--- The data Enclosed Below ---

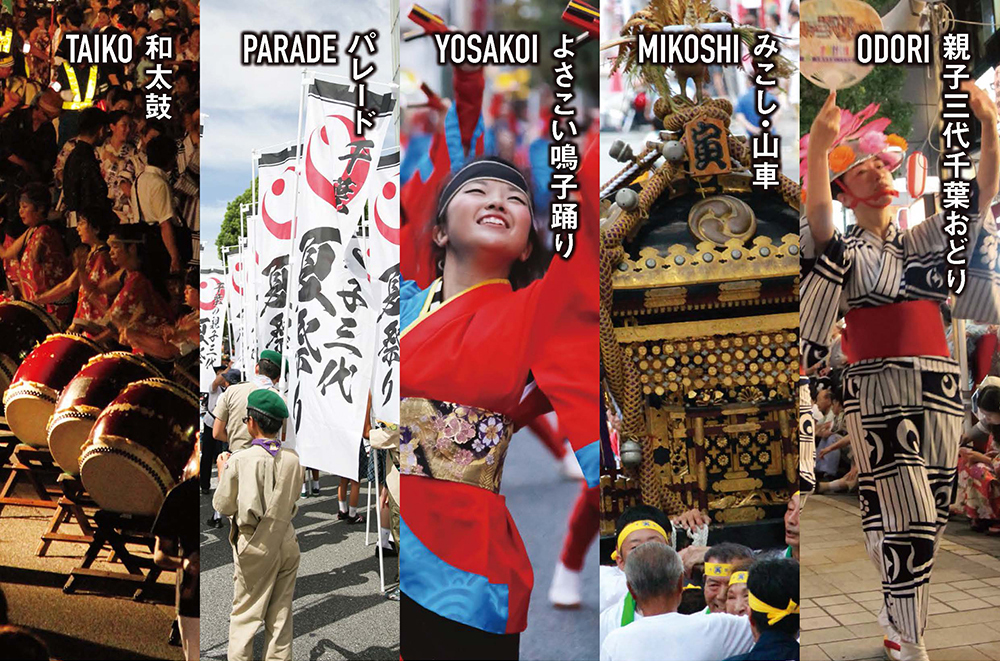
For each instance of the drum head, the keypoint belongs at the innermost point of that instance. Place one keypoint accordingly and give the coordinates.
(124, 478)
(28, 415)
(67, 436)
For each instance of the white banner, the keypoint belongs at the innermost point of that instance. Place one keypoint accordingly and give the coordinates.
(272, 230)
(234, 297)
(383, 275)
(213, 311)
(333, 325)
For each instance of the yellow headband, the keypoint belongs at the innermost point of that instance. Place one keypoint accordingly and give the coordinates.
(716, 570)
(645, 524)
(774, 615)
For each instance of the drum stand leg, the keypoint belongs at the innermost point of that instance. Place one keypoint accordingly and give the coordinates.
(29, 462)
(69, 507)
(116, 531)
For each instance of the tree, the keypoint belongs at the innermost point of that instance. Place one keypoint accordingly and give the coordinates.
(229, 233)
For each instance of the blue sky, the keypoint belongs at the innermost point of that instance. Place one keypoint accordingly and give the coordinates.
(246, 108)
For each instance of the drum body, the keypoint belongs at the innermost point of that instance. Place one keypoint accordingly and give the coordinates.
(101, 380)
(31, 398)
(139, 446)
(22, 327)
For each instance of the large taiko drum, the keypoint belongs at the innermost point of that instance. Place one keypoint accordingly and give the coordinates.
(31, 398)
(101, 380)
(22, 326)
(139, 446)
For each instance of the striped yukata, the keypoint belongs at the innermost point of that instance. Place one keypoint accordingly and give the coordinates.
(904, 414)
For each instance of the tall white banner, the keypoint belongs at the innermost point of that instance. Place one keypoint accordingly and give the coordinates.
(383, 276)
(272, 231)
(234, 296)
(332, 318)
(213, 311)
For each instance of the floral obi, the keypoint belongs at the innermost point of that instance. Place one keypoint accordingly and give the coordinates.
(453, 442)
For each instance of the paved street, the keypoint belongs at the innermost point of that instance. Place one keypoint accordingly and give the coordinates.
(840, 596)
(540, 502)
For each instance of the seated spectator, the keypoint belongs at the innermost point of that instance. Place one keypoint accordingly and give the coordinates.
(655, 576)
(773, 590)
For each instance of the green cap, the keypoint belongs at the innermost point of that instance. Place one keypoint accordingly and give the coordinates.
(268, 402)
(272, 355)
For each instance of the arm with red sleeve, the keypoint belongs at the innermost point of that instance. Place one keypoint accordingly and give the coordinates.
(565, 353)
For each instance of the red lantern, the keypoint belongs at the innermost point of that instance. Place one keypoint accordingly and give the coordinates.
(916, 174)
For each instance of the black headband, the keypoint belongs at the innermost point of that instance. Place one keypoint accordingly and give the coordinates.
(483, 169)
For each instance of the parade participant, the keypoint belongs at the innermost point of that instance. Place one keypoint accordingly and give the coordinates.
(719, 560)
(472, 337)
(137, 305)
(91, 302)
(636, 526)
(775, 627)
(41, 252)
(258, 488)
(901, 388)
(230, 411)
(978, 488)
(655, 575)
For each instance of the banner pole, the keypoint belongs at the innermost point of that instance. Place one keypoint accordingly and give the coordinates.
(289, 285)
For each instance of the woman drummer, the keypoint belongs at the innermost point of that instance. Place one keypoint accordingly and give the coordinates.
(901, 387)
(136, 305)
(475, 340)
(41, 253)
(91, 302)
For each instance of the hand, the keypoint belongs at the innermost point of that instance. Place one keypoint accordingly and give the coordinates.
(826, 125)
(220, 461)
(691, 520)
(980, 103)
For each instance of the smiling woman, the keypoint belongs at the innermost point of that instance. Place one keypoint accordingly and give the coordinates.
(474, 342)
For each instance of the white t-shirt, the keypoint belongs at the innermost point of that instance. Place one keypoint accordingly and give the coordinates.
(672, 636)
(611, 617)
(613, 586)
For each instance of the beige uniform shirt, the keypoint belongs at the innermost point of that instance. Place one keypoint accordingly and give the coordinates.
(232, 408)
(260, 492)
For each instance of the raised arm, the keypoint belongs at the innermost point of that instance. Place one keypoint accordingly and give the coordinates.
(819, 199)
(988, 175)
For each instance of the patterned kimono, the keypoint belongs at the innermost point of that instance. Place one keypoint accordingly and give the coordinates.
(463, 387)
(904, 414)
(91, 308)
(139, 306)
(978, 487)
(44, 264)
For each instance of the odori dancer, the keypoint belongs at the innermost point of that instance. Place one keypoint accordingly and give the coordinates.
(901, 387)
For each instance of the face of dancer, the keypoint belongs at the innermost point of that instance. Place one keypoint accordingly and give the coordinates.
(870, 181)
(86, 231)
(635, 539)
(488, 218)
(30, 214)
(737, 601)
(716, 588)
(792, 522)
(120, 252)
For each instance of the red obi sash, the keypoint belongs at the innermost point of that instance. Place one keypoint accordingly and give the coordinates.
(911, 328)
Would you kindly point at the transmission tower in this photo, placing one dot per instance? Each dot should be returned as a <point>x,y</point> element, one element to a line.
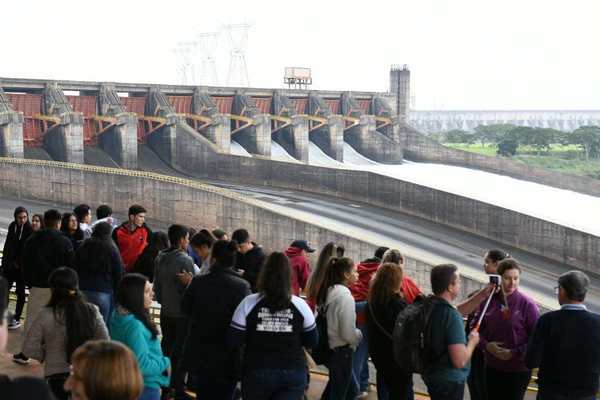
<point>238,40</point>
<point>186,68</point>
<point>207,47</point>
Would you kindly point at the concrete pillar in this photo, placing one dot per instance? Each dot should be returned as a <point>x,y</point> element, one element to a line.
<point>11,134</point>
<point>119,141</point>
<point>256,138</point>
<point>64,141</point>
<point>219,132</point>
<point>365,139</point>
<point>330,138</point>
<point>400,88</point>
<point>294,138</point>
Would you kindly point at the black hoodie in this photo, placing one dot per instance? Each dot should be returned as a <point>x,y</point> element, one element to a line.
<point>45,251</point>
<point>13,246</point>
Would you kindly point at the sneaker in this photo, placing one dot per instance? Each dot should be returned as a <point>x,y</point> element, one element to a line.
<point>21,359</point>
<point>14,324</point>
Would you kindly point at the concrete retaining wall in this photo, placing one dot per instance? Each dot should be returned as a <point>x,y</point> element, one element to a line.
<point>174,200</point>
<point>418,147</point>
<point>556,242</point>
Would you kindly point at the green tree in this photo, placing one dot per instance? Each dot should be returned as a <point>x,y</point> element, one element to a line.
<point>588,138</point>
<point>459,136</point>
<point>492,133</point>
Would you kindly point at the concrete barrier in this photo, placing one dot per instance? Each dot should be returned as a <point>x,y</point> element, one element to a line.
<point>176,200</point>
<point>418,147</point>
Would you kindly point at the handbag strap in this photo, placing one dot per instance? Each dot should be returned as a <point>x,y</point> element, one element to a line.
<point>386,333</point>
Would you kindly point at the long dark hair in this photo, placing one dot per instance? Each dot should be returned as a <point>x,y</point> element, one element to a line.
<point>68,306</point>
<point>275,281</point>
<point>95,253</point>
<point>320,271</point>
<point>336,270</point>
<point>64,227</point>
<point>130,296</point>
<point>385,284</point>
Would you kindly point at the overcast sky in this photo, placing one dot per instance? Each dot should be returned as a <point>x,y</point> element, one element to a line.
<point>510,54</point>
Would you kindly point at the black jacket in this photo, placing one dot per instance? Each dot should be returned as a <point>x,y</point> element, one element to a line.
<point>14,243</point>
<point>45,251</point>
<point>210,301</point>
<point>251,263</point>
<point>380,343</point>
<point>99,266</point>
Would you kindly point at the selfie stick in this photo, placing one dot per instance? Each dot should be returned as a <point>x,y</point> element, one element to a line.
<point>487,303</point>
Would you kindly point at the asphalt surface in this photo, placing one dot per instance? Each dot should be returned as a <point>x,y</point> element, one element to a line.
<point>414,236</point>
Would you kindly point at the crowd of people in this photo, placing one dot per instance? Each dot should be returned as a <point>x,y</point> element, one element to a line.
<point>237,321</point>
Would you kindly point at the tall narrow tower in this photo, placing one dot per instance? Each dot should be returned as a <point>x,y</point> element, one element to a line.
<point>400,88</point>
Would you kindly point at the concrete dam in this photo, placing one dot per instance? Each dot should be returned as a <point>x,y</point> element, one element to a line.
<point>269,143</point>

--- End of Enclosed The data ---

**What you need to do**. Leave the pictures out and copy the rest of the data exactly.

**Result of the task**.
For each instance of the drum head, the keypoint belongs at the innermost point of that instance. Place one keypoint accordingly and give the coordinates.
(124, 478)
(28, 415)
(67, 436)
For each instance of the white banner, the keypoint belongs at the innermost point of that instance. Place one keypoint accordingly and give the coordinates.
(272, 230)
(234, 297)
(383, 275)
(213, 311)
(333, 325)
For each instance of the yellow headband, the keypoint belongs at the innermost point of that instance. Place one keypoint accordingly and give the coordinates.
(716, 570)
(645, 524)
(774, 615)
For each instance of the drum stand leg, the keypoint belongs at the innermost point of that instance. Place one keypoint accordingly and give the coordinates.
(29, 462)
(69, 507)
(116, 531)
For each instance of the tree, the keypoint belongs at the innermost point of that instance. Place one keypoint accordingly and give the coordinates.
(229, 233)
For each instance of the blue sky, the keypoint belongs at the innermost point of that instance. Place one keypoint accordingly and give the coordinates.
(246, 108)
For each instance of the drum body, the keypoint belongs at the innermost point of that instance. Place one keypoint accordingly and give the coordinates.
(101, 380)
(31, 398)
(139, 446)
(22, 327)
For each instance of the large taiko drum, the keypoint belongs at the innermost point of that instance. Place one keypoint accordingly and give the coordinates.
(31, 398)
(101, 380)
(22, 326)
(139, 446)
For each instance of the striped yukata, the keypoint belongs at the innermost point of that instance. Place one keypoint accordingly and give the coordinates.
(904, 414)
For each instance of the tall white banner, the keypoint belongs at the innermost point of that instance. Place one keypoint accordingly and give the coordinates.
(383, 276)
(272, 231)
(234, 296)
(332, 318)
(213, 311)
For each instance of the floral obi, the keypoint belongs at the innermost point of that instance. Place one keypoint accordingly and give the coordinates.
(453, 442)
For each instance of the paved street, the keypoint belongs at the innermost point of that instance. Place one keypoint accordingly and give the coordinates.
(840, 596)
(540, 502)
For each instance of the seated spectator, the keypoint belongs at the innermost point of that instance. Place one keypoint accordingly and give the coordinates.
(655, 576)
(773, 590)
For each instance of the green cap, the keypoint belongs at the innermost point of that instance. Place one keypoint accordingly and give the coordinates.
(268, 402)
(272, 355)
For each instance of the arm with red sleeve, the keypoint belongs at the innermost point of that instance. Place one keypoint accordingly and give the coordinates.
(565, 353)
For each instance of the red lantern, the keypoint belongs at the innermost point of that instance. Place one keypoint accordingly and give the coordinates.
(916, 174)
For each instance of the black headband, the keypoint belongs at the innermost point of that instance. Place one keypoint accordingly and give the coordinates.
(483, 169)
For each instance of the parade participant, the keypoint belongs at the innermost point of that instance. Place one keypoint accordingly and give the coordinates.
(719, 560)
(472, 337)
(137, 305)
(91, 302)
(636, 526)
(775, 627)
(41, 252)
(258, 488)
(901, 388)
(230, 411)
(978, 488)
(655, 575)
For each instance of the banner pole, the keypoint belongs at the innermost point of that instance. Place one keypoint accordingly and give the coordinates.
(289, 285)
For each instance of the woman drummer, the keypoint belongs at the innermost point of that instance. Place one keypoint accordingly and give the coordinates.
(901, 387)
(136, 305)
(475, 340)
(41, 253)
(91, 302)
For each instance of the hand, the keypoint belongs at the innermost point of that instance. Place one keypoint accordingly and give the coordinates.
(826, 125)
(220, 461)
(691, 520)
(980, 103)
For each instance of the smiling woman, the keypoint belongs at the innermost point of that instance. Place one keypoint accordingly and give the coordinates.
(474, 342)
For each instance of the white t-shirt, the keypoint belongs at the innermost point of that instance. Place one keypoint accordingly and give the coordinates.
(672, 636)
(611, 617)
(613, 586)
For each instance of the beige uniform shirt, the keypoint belongs at the innermost point of that instance. Place one keypoint accordingly and give the coordinates.
(232, 408)
(260, 492)
For each instance of the raised arm, the keypoint belongs at the innermost point of that instance. Place one keypoint accordingly and give the coordinates.
(819, 199)
(988, 175)
For each instance of the patterned kimono, the keypoint belongs at the innermost point of that instance. Place one keypoint accordingly and give the coordinates.
(463, 387)
(904, 414)
(91, 308)
(139, 306)
(978, 487)
(44, 264)
For each instance of the odori dancer, the keypoint belongs at the innermost point of that instance. Place one keypoint accordingly and give the coordinates.
(901, 387)
For each instance of the face of dancer, the keypoint belongs at the innermost point of that instance. Place one keypoint accordingly and give the coordinates.
(870, 181)
(86, 231)
(635, 539)
(488, 218)
(30, 214)
(737, 601)
(716, 588)
(792, 522)
(120, 252)
For each instance of the red obi sash, the keypoint belongs at the innermost point of that instance. Place one keypoint accordingly and give the coordinates.
(911, 328)
Would you kindly point at the transmission tower in this photo, placing one dot per instance? Each dot should be returned as a <point>x,y</point> element, one element to a line.
<point>238,40</point>
<point>186,68</point>
<point>207,47</point>
Would you kindly point at the concrete pillar in this photo, placing one dot per instance? Each dot should be returned as a <point>x,y</point> element, one element to a line.
<point>11,134</point>
<point>119,141</point>
<point>256,138</point>
<point>64,141</point>
<point>219,132</point>
<point>365,139</point>
<point>330,138</point>
<point>400,88</point>
<point>294,138</point>
Would you kindly point at the black hoodie in this photo, placing one dot per instance? Each dot should be returned as a <point>x,y</point> element, one element to a line.
<point>45,251</point>
<point>13,246</point>
Would you kindly point at the sneaker in this photo, placing one dot per instance? Each dot should be returned as a <point>x,y</point> element, one element to a line.
<point>21,359</point>
<point>14,324</point>
Would you kindly point at the concrete retaining wall in this photo, placing one dot per instance? Each dot should be returned as a <point>x,y</point> element, one element to a line.
<point>174,200</point>
<point>418,147</point>
<point>556,242</point>
Would you kindly point at the green tree in this photo, placing one dot per instance? Each dot should be returned as a <point>x,y</point> element, one element to a line.
<point>588,138</point>
<point>459,136</point>
<point>492,133</point>
Would you kindly point at the concrete barrier in this photo, placing one dot per instance? Each dot should be returned as a <point>x,y</point> element, one element to a line.
<point>176,200</point>
<point>418,147</point>
Would you kindly point at the handbag strap in this photo, placing one dot per instance? Each dot should be returned as a <point>x,y</point> element, one element to a line.
<point>386,333</point>
Would you kindly point at the long dark hair in this photo, placing one dot per instance? Each dot should be returned as a <point>x,y</point> element, one element to a line.
<point>68,306</point>
<point>275,281</point>
<point>95,253</point>
<point>320,271</point>
<point>336,270</point>
<point>64,227</point>
<point>130,296</point>
<point>385,284</point>
Would you kindly point at the overcast sky in this photo, placing one dot per instance? Each dot should be returned as a <point>x,y</point> element, one element to a line.
<point>510,54</point>
Would you kindly point at the black jacket in this photo, placing one dot per instance? Each dot should be returned as a <point>x,y</point> element, one element to a line.
<point>14,243</point>
<point>45,251</point>
<point>210,301</point>
<point>251,263</point>
<point>380,343</point>
<point>99,266</point>
Would you kindly point at the selfie stick in this photo, placing one dot per instance? Each dot should be returned as a <point>x,y</point> element, one element to a line.
<point>487,303</point>
Would you kindly point at the asphalt surface in this photo, placing one dot per instance? Each dot should be returned as a <point>x,y</point> element, one element to a line.
<point>414,236</point>
Would you kindly point at the crowd of people in this photo, placing one dot per instance? Each dot should be returned as a <point>x,y</point> element, one element to a line.
<point>237,321</point>
Would you kindly point at the tall narrow tower in this photo, placing one dot per instance? Each dot should be returned as a <point>x,y</point> element, one element to a line.
<point>400,88</point>
Would you kindly point at the concrete dam in this photo, placing one dot per instance? Each dot should be returned as a <point>x,y</point> element, one element to a line.
<point>269,143</point>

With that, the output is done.